[PROVIDED RECORDS Boundary: Start]

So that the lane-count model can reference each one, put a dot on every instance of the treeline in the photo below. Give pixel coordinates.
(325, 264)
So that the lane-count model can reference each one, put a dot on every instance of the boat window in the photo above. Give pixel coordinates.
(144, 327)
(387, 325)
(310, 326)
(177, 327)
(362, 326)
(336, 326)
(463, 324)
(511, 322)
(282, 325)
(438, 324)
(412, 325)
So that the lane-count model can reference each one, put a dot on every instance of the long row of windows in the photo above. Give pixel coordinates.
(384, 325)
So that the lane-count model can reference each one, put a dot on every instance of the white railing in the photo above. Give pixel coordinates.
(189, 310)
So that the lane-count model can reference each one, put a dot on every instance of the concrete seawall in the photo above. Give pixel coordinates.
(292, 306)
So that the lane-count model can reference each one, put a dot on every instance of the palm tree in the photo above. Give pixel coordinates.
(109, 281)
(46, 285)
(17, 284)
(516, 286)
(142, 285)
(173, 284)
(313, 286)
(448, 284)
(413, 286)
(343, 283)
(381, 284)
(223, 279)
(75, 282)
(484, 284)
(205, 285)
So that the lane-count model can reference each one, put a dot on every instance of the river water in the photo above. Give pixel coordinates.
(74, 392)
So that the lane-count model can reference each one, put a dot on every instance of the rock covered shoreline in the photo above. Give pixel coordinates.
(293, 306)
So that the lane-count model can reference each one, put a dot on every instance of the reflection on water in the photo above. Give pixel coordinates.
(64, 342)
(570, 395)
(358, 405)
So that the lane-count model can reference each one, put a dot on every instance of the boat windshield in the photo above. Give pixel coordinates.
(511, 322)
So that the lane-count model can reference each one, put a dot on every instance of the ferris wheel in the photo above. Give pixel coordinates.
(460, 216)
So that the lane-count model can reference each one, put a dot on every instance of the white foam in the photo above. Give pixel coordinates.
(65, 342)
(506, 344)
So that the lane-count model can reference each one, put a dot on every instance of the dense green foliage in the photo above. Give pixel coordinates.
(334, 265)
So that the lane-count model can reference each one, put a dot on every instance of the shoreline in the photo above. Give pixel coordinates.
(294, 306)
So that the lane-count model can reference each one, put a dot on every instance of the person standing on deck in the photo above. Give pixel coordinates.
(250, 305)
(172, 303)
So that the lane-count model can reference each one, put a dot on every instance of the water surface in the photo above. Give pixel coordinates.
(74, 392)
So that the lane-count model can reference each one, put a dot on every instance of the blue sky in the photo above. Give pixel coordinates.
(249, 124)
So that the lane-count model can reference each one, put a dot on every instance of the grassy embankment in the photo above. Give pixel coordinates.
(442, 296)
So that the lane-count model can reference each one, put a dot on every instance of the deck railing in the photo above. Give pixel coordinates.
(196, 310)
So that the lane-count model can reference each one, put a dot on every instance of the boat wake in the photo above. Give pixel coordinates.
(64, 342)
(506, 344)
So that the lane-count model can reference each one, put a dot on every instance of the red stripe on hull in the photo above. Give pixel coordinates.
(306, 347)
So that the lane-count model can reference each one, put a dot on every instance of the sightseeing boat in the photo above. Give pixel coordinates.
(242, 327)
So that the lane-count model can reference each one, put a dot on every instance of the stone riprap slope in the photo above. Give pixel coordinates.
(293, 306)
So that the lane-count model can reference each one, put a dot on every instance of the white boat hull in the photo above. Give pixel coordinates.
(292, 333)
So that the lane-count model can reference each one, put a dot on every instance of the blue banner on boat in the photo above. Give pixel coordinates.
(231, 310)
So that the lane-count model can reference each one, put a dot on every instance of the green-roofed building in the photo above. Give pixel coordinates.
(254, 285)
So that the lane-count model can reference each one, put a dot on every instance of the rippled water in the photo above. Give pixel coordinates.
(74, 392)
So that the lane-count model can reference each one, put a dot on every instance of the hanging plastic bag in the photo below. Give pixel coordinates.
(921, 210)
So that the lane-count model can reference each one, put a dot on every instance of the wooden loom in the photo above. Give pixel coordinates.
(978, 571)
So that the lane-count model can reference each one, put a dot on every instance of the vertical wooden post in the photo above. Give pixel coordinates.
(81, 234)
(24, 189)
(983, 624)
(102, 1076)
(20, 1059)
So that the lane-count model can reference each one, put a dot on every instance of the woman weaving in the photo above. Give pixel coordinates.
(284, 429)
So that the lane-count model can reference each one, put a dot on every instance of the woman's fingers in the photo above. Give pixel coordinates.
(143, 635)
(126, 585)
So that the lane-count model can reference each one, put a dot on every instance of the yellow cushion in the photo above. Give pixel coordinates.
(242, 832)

[PROVIDED RECORDS Boundary: End]

EXERCISE: Write out every line of the data again, exactly as it reads.

ANSWER TO THIS TASK:
So that the lane-count model can reference each one, put a dot on every instance of the treeline in the photo below. Give pixel coordinates.
(325, 264)
So that the lane-count model can reference each one, put a dot on every instance of the boat window in the photo above. Give pixel coordinates.
(144, 327)
(387, 325)
(310, 326)
(177, 327)
(362, 326)
(336, 326)
(463, 324)
(511, 322)
(282, 325)
(438, 324)
(412, 325)
So that the lane-count model can reference each one, put a dot on every instance of the long row of windows in the photo above. Give pixel coordinates.
(384, 325)
So that the lane-count model can reference each one, put a dot on every instance of the white railing in the photo above. Give pixel coordinates.
(189, 310)
So that the lane-count model can reference each one, put a dot on every instance of the concrete seawall in the photo above. Give pixel coordinates.
(292, 306)
So that the lane-count model can reference each one, put a dot on every instance of the palm tree in the photo above. Give pixel coordinates.
(109, 281)
(46, 285)
(17, 284)
(516, 286)
(142, 285)
(173, 284)
(313, 286)
(448, 284)
(413, 286)
(343, 283)
(381, 284)
(223, 279)
(75, 282)
(484, 284)
(205, 285)
So that the lane-count model can reference each one, put a dot on every instance of the river water in the photo above. Give pixel coordinates.
(74, 392)
So that the lane-count model can reference each one, put a dot on every instance of the rock covered shoreline in the photo above. Give pixel coordinates.
(293, 306)
So that the lane-count model can reference each one, put a dot on every instance of the reflection on water in the photo above. Give pixel coordinates.
(64, 342)
(570, 395)
(358, 405)
So that the lane-count model can reference each one, put a dot on every instance of the boat windshield in the photo above. Give pixel coordinates.
(511, 322)
So that the lane-count model can reference each one, put a dot on every instance of the ferris wheel in the photo above. Give pixel coordinates.
(460, 216)
So that the lane-count model can reference each one, put a dot on every instance of the white foam in the photo above. Give pixel coordinates.
(65, 342)
(506, 344)
So that the lane-count model can reference each one, put a dot on every instance of the dense green foliage in the photo above. Give pixel coordinates.
(334, 265)
So that the lane-count model can reference each one, put a dot on every instance of the shoreline in the photo above. Give pixel coordinates.
(294, 306)
So that the lane-count model can reference each one, put a dot on every instance of the person standing on deck in the photo above. Give pixel coordinates.
(250, 305)
(172, 303)
So that the lane-count model can reference each one, put a dot on every instance of the water surface in the photo above. Give pixel coordinates.
(74, 392)
So that the lane-count model can reference each one, put a dot on every instance of the blue sky in the photo above. Give pixel coordinates.
(249, 124)
So that the lane-count model can reference each one, put a dot on every instance of the grassy embankment in the photo above. Give pixel coordinates.
(442, 296)
So that the lane-count model can reference each one, put a dot on every instance of the deck railing in the photo above. Give pixel coordinates.
(196, 310)
So that the lane-count model can reference each one, put a dot on every instance of the boat wake in the photo above. Give pixel coordinates.
(64, 342)
(506, 344)
So that the lane-count model can reference each one, put a dot on every instance of the red stripe on hull in the photo above. Give pixel coordinates.
(306, 347)
So that the lane-count model can reference each one, put a dot on every instance of the sightseeing boat in the photo above. Give pixel coordinates.
(242, 327)
So that the lane-count model can reference each one, put a dot on every instance of the stone riprap slope in the photo above. Give pixel coordinates.
(293, 306)
So that the lane-count model can reference each one, put a dot on every instance of the white boat hull in the photo above. Give pixel coordinates.
(292, 333)
So that the lane-count model can reference each one, put a dot on every instance of the blue banner on boat in the photo above. Give pixel coordinates.
(231, 310)
So that the lane-count model can reference each one, put a dot on every instance of the green-roofed building in the photo above. Give pixel coordinates.
(254, 285)
So that the lane-count model can reference each one, put a dot on every instance of the rippled water in the photo above. Give pixel coordinates.
(74, 392)
So that the lane-count model can reference each one, put a dot on every instance of the hanging plastic bag in the photo below. Give pixel coordinates.
(921, 210)
So that the lane-count model can reference each one, put a dot on every instance of the wooden loom in the photo above. Give pixel coordinates.
(978, 571)
So that the lane-count model can reference each one, put a dot on every instance of the vertical wooden post in the photo above. Give pixel coordinates.
(81, 234)
(24, 189)
(983, 624)
(102, 1076)
(20, 1059)
So that the lane-count model can reference each one, put a dot on every instance of the woman weaving in the photo above. Give pixel coordinates.
(284, 429)
So that the lane-count model can reference each one, put a dot on every instance of the woman's fingers in the photo above. Give pixel coordinates.
(143, 635)
(126, 585)
So that the lane-count model can reference each one, put a dot on every instance of the yellow cushion in the photo above. Give pixel coordinates.
(242, 832)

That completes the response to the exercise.